**What is required**
Find the lines below that contain the string "with". Copy each one.

(Data items)
======

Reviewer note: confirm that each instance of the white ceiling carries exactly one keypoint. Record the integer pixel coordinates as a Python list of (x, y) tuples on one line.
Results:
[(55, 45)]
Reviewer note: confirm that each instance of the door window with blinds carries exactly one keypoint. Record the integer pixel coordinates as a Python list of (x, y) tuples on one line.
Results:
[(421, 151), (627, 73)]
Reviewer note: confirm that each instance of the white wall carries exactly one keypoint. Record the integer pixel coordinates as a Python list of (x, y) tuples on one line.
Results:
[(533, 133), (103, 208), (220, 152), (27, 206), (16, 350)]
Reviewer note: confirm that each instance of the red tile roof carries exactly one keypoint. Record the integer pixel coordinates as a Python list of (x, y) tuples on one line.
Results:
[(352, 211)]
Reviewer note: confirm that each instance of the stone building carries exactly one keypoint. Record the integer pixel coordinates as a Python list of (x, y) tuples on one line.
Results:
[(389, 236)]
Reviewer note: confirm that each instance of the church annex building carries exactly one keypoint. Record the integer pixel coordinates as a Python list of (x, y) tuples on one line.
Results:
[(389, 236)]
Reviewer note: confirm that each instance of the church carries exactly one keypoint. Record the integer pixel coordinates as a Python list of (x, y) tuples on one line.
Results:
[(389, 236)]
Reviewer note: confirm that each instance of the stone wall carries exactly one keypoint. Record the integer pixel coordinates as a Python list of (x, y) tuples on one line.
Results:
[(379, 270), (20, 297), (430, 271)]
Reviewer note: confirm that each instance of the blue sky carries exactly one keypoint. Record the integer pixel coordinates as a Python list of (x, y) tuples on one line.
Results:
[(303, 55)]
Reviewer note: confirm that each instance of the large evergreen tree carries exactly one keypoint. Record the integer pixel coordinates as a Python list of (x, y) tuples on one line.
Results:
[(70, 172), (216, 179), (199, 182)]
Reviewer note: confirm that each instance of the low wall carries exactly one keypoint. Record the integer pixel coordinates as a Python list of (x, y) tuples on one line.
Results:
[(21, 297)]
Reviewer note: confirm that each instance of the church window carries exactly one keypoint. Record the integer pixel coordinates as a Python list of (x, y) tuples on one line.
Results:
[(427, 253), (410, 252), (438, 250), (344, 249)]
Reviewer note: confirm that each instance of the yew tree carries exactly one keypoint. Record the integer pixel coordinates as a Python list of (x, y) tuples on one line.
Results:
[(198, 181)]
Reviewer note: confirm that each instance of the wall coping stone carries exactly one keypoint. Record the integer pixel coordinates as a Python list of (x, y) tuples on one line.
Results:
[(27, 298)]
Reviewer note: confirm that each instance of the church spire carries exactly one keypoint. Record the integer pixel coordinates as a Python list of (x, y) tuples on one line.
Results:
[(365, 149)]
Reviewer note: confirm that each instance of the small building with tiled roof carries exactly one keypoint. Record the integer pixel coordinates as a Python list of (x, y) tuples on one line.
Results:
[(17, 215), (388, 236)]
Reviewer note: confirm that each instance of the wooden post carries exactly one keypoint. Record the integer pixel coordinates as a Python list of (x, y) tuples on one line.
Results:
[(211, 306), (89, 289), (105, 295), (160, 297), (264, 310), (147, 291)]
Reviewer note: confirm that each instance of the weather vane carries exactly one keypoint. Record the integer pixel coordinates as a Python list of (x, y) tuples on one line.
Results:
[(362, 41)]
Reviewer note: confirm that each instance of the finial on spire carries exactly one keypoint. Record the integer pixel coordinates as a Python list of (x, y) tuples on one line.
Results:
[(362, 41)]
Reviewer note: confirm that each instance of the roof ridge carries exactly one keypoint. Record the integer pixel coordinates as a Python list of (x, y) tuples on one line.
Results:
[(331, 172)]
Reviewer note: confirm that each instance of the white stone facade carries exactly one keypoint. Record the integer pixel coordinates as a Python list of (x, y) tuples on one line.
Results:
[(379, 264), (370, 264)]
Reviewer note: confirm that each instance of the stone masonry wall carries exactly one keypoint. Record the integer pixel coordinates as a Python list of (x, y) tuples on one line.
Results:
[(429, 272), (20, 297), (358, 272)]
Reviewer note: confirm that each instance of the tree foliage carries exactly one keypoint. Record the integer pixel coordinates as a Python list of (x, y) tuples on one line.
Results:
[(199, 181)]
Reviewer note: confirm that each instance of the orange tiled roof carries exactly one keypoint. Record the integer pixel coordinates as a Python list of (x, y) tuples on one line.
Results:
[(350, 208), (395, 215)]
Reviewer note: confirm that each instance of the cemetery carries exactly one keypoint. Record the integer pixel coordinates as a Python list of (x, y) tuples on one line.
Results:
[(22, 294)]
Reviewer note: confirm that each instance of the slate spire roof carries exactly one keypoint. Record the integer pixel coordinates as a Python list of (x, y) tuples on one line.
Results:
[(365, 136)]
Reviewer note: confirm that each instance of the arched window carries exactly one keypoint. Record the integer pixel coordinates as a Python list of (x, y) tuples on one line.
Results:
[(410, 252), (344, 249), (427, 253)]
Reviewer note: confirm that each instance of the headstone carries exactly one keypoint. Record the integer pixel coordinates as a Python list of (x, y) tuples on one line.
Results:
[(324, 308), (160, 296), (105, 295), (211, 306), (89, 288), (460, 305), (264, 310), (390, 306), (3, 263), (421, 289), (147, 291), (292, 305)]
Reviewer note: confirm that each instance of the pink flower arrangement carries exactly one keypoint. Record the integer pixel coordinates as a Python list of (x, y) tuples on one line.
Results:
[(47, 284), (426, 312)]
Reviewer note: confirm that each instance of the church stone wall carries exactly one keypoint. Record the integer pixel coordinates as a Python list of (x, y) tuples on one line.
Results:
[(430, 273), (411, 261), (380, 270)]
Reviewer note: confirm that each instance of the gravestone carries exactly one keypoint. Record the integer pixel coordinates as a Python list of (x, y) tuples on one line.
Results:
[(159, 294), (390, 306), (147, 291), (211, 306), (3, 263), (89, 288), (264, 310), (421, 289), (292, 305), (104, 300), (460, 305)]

======

**Task output**
Reviewer note: confirm that each instance of the door window with blinds carries exactly one keypoint. Record the integer pixel coordinates as a Python list of (x, y) tuples on one line.
Reviewer note: confirm that each instance of the small building with tiled roof carries exactly one keypoint. Record the integer pixel coordinates as a Python list of (x, y) tuples on one line.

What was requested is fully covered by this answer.